> _Task description_:
Reproduce, from the line containing "red tractor, each" to the last line of the material, every line exactly.

> _Data shown_:
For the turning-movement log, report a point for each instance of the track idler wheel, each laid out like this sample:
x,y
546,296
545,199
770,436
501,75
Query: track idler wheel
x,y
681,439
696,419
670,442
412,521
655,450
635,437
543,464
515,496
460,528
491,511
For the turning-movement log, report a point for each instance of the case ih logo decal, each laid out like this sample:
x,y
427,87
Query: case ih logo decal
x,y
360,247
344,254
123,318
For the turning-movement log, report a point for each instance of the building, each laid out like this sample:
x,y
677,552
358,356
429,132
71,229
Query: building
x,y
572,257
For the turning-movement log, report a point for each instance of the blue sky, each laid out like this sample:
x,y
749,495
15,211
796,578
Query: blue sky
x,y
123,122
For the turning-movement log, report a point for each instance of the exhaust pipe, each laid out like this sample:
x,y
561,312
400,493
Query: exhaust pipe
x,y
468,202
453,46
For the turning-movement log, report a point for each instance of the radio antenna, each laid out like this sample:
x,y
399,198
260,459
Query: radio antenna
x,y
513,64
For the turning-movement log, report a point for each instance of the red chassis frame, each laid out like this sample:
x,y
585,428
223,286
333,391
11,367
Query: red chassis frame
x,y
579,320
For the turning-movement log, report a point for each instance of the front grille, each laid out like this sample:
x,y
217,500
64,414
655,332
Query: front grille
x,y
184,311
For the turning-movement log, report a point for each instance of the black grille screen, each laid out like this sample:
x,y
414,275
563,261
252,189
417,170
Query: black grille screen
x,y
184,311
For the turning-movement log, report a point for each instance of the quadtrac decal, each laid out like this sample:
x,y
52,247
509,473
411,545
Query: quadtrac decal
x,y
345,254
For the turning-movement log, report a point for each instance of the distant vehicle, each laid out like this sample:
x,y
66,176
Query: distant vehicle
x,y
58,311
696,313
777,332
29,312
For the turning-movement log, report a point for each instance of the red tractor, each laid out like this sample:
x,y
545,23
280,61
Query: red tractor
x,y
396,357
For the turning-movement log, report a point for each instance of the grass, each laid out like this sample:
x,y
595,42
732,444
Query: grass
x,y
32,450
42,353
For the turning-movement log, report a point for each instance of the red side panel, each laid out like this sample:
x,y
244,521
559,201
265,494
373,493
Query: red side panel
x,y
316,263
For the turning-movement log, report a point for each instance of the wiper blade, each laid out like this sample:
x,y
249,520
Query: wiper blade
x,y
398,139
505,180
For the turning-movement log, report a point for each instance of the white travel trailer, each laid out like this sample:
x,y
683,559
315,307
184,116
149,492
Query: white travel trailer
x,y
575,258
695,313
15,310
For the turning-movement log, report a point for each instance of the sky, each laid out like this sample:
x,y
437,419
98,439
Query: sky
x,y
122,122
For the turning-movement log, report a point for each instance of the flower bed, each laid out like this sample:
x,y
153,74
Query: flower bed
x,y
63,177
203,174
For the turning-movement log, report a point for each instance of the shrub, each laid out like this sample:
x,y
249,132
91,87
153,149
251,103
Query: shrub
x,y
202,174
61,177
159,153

> _Exercise response_:
For the turning-movement log, report a point for each instance of the red tractor, each laid out like this sample:
x,y
545,23
280,61
Query: red tractor
x,y
396,357
For the turning-movement log, report a point for each instance of the grass, each laid out like this sample:
x,y
595,42
732,444
Query: grass
x,y
32,450
42,353
For the turning-movement log, report a point for each instance of the red side panel, each laid out like this sample:
x,y
244,521
559,201
265,494
373,493
Query: red side panel
x,y
316,263
For the turning-movement log, report a point for each instance of the wiper blade, each laid out like this sample:
x,y
249,520
Query: wiper blade
x,y
398,139
505,180
For the turning-movement log, report a point for each instance of the white travel trailer, each laid out like this sample:
x,y
683,559
315,307
184,116
149,492
Query: white travel trailer
x,y
575,258
695,313
15,310
For the turning-movement log, report a point for each instance of the sky, each laid out like this sample:
x,y
437,419
98,439
Query: sky
x,y
122,122
For the turning-movement log, report a point for each instance of the flower bed, each laid out like this sample:
x,y
153,74
Query: flower bed
x,y
63,177
203,174
For the turning-movement log, report a point for each instance of the shrub, each laid out like this sample:
x,y
249,132
91,87
153,149
251,103
Query: shrub
x,y
202,174
61,177
159,153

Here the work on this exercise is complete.